* _Document passage_
■ ■ ■ ■ ■ ■ ■
'Million Dollar Listing: Los Angeles' premiere: What are these weasels up to now?
Thank God we didn’t even have to wait a week between installments of Bravo’s Million Dollar Listing. New York wrapped up last week, and Wednesday’s premiere of Los Angeles came out firing. (The guns are the Joshes’ middle fingers.) Yep, Madison, Josh, and Josh are back with more McMalibu PlayLands and sweeping city views to both intrigue and thoroughly disgust you as you contemplate your own sorry lot in life.
So how are they doing? Let’s catch up:
The biggest news for me was in one of those barber-shop interludes between commercial breaks: Madison’s now dating a 38-year-old yoga instructor named Marcos! Meanwhile, he’s trying to sell the Malibu second home of hockey stud Sheldon Souray. “Did I mention he’s hot as hell?” Madison asked the camera. (Check.) The pair shared some deliciously awkward silence in Sheldon’s beachy Newport backyard when the seller encouraged his agent to become a fighter: “You just go as hard as you can for 30 seconds.” It seemed like they edited in other, MORE awkward silences to follow that one. Oh my. What if that was all the speaking either of them would do for the day?
Madison ended up renting Sheldon’s pad (against Sheldon’s will, kind of) to some kinky friends of his who had two dogs named Broadway and Tony. You could make that up, but what you definitely couldn’t have made up is that the woman claimed to have “lost her virginity twice” on a similar model to the house’s rather complicated toilet.
Mauricio, Heather’s new boss, teased Madison, Heather’s old boss, that she’d be his competition now. Ho hum.
First and foremost, Josh Flagg’s 93-year-old grandma, Edith, deserves her own spin-off or at least a weekly segment in which she can pull even more intriguing items than light bulbs out of her bra and give her grandson sound advice like “Most of the men — they don’t like the aggravations” and “That jacket is les miserables, that’s for sure. Why you have to have your stomach hanging out?” Indeed, that jacket was absurd.
■ ■ ■ ■ ■ ■ ■
* _Dataset excerpt_
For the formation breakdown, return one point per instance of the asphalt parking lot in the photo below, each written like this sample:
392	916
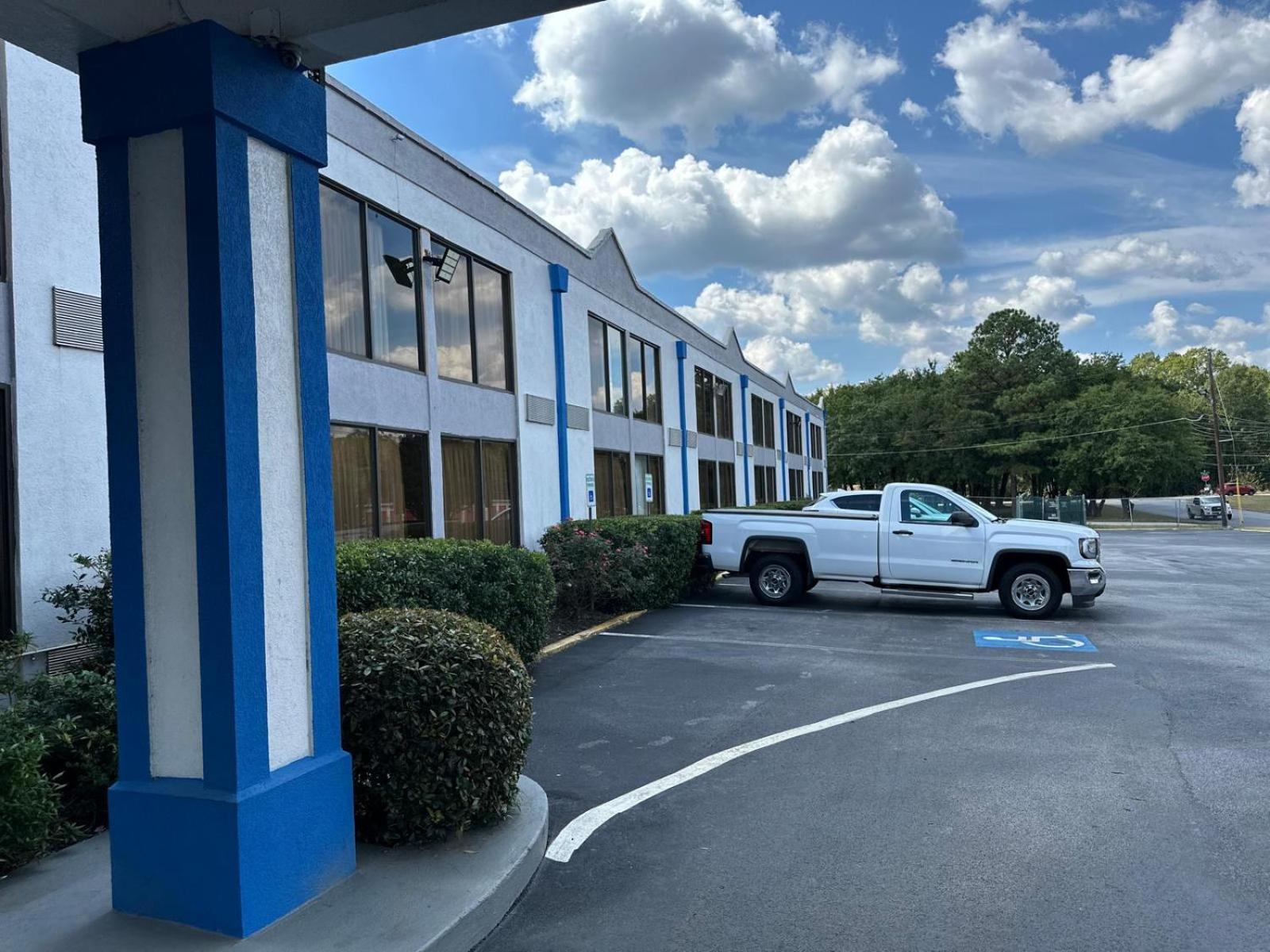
■ ■ ■ ■ ■ ■ ■
Can you give the passage of the Million Dollar Listing recap again, starting with "Madison ended up" and going on through "rather complicated toilet.", but swap "Broadway" for "Chelsea"?

Madison ended up renting Sheldon’s pad (against Sheldon’s will, kind of) to some kinky friends of his who had two dogs named Chelsea and Tony. You could make that up, but what you definitely couldn’t have made up is that the woman claimed to have “lost her virginity twice” on a similar model to the house’s rather complicated toilet.